(Provided data begins)

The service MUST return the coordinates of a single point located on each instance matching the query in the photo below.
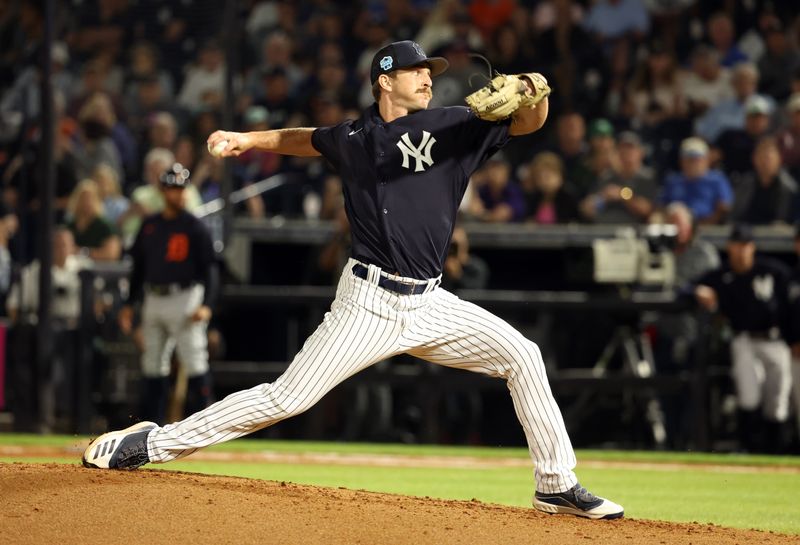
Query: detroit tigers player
(752, 293)
(175, 274)
(404, 169)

(Provided data ends)

**Description of the task**
A faithful copy of every entry is needed, omitting each image.

**The answer**
The service MUST return the coordinates of a single point located on each instance matching the query in the photo below.
Query: detroit tigers player
(752, 293)
(175, 274)
(404, 169)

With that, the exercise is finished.